----- Supplied data -----

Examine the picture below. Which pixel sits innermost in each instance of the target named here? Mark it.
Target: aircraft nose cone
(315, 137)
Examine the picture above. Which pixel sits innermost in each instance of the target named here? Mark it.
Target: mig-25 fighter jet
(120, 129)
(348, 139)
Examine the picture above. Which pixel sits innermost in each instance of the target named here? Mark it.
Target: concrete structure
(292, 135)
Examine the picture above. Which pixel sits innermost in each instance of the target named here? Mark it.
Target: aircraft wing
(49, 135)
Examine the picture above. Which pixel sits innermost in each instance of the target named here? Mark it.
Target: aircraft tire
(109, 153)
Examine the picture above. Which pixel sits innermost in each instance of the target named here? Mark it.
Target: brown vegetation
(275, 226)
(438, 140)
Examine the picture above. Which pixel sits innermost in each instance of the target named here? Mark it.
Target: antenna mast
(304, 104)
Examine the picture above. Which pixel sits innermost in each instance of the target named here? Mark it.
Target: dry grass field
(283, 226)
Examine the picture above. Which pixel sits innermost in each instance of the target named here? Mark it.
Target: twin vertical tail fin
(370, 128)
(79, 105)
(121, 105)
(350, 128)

-----
----- Supplied data -----

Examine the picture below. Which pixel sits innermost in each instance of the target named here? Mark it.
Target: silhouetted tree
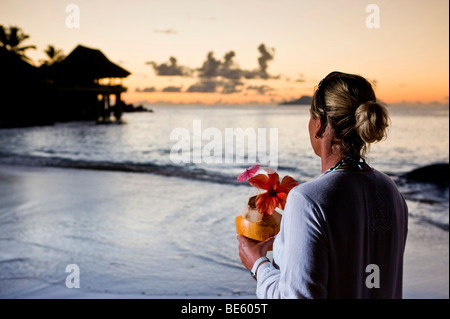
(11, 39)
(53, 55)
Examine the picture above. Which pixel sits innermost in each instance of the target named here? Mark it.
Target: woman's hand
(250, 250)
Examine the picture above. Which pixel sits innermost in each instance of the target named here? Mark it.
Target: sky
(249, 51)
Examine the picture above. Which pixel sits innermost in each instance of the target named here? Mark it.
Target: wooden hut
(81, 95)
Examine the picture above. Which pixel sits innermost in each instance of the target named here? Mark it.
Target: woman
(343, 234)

-----

_Work required:_ How many lines in the entries above contain the string "aircraft"? Case counts, so match capitals exactly, and give only the number.

_Final result:_ 3